* Excerpted data:
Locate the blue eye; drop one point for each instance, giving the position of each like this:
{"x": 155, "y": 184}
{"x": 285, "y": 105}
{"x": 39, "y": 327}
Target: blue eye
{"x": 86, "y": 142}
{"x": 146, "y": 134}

* What to do: Rewrite every line of the items above as a Markdown table with two columns, No. and Text. Number the rows in order and omit any blank lines.

* Solution:
| No. | Text |
|---|---|
| 1 | Locate the blue eye; drop one point for each instance, giving the position of each like this: |
| 2 | {"x": 155, "y": 184} |
| 3 | {"x": 285, "y": 105} |
| 4 | {"x": 39, "y": 327} |
| 5 | Target: blue eye |
| 6 | {"x": 86, "y": 142} |
| 7 | {"x": 146, "y": 134} |